WHAT TO WORK ON: Format the rows as a JSON list of strings, one string per line with blank lines left out, starting at the line with "Target: flat stone" and ending with the last line of the rows, both ends included.

EXTRACTED RECORDS:
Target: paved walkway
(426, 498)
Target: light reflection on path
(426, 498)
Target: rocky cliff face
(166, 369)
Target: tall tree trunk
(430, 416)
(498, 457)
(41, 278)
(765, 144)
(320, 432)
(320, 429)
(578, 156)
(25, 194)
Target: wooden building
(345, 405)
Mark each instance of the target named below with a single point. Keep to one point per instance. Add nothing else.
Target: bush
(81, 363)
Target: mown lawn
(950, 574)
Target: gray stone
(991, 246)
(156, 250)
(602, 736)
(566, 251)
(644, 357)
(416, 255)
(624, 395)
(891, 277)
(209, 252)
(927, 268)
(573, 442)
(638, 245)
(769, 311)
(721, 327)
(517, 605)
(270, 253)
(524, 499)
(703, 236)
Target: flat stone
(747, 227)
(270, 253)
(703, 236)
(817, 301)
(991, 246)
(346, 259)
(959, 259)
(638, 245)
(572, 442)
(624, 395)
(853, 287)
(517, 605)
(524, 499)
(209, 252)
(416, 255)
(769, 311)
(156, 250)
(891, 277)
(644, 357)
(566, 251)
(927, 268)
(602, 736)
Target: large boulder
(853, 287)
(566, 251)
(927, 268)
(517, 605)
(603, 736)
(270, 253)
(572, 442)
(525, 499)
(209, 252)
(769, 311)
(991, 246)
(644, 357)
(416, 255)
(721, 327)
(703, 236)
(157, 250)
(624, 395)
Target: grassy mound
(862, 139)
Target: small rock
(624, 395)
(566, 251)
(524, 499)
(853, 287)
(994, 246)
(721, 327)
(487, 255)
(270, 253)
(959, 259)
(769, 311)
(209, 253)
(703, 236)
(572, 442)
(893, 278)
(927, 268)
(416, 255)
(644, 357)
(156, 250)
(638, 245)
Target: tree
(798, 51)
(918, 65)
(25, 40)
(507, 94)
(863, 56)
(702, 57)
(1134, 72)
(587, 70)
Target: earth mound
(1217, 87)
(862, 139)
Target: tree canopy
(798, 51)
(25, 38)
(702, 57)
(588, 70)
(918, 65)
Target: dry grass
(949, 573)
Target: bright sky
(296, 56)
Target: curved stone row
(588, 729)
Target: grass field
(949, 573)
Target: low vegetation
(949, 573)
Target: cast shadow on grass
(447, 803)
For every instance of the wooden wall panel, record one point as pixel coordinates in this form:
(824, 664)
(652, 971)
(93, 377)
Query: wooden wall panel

OUTPUT FOR THIS EXERCISE:
[
  "Target: flat stone",
  "(747, 227)",
  "(270, 253)",
  "(703, 236)",
  "(817, 301)",
  "(991, 246)",
  "(346, 259)",
  "(959, 259)",
  "(638, 245)",
  "(572, 442)",
  "(624, 395)",
  "(853, 287)",
  "(517, 605)",
  "(524, 499)",
  "(209, 252)",
  "(416, 255)",
  "(769, 311)",
  "(156, 250)",
  "(891, 277)",
  "(644, 357)",
  "(566, 251)",
  "(927, 268)",
  "(602, 736)",
  "Target: large boulder",
  "(853, 287)",
  "(566, 251)",
  "(927, 268)",
  "(517, 605)",
  "(603, 736)",
  "(270, 253)",
  "(572, 442)",
  "(525, 499)",
  "(209, 252)",
  "(769, 311)",
  "(991, 246)",
  "(644, 357)",
  "(416, 255)",
  "(721, 327)",
  "(703, 236)",
  "(157, 250)",
  "(624, 395)",
  "Target: grassy mound",
  "(862, 139)",
  "Target: small rock",
  "(624, 395)",
  "(566, 251)",
  "(524, 499)",
  "(853, 287)",
  "(994, 246)",
  "(721, 327)",
  "(487, 255)",
  "(270, 253)",
  "(959, 259)",
  "(769, 311)",
  "(209, 253)",
  "(703, 236)",
  "(572, 442)",
  "(893, 278)",
  "(927, 268)",
  "(416, 255)",
  "(644, 357)",
  "(156, 250)",
  "(638, 245)",
  "Target: tree",
  "(798, 51)",
  "(918, 65)",
  "(25, 40)",
  "(507, 94)",
  "(863, 56)",
  "(702, 57)",
  "(1134, 72)",
  "(587, 70)",
  "Target: earth mound",
  "(1217, 87)",
  "(862, 139)",
  "Target: tree canopy",
  "(798, 51)",
  "(25, 38)",
  "(702, 57)",
  "(588, 70)",
  "(918, 65)",
  "Target: dry grass",
  "(949, 573)",
  "Target: bright sky",
  "(296, 56)",
  "Target: curved stone row",
  "(588, 729)",
  "Target: grass field",
  "(949, 573)",
  "Target: low vegetation",
  "(949, 573)",
  "Target: cast shadow on grass",
  "(447, 803)",
  "For every instance of the wooden wall panel, record one point as pixel coordinates in this form:",
  "(824, 664)",
  "(652, 971)",
  "(93, 377)",
  "Query: wooden wall panel"
]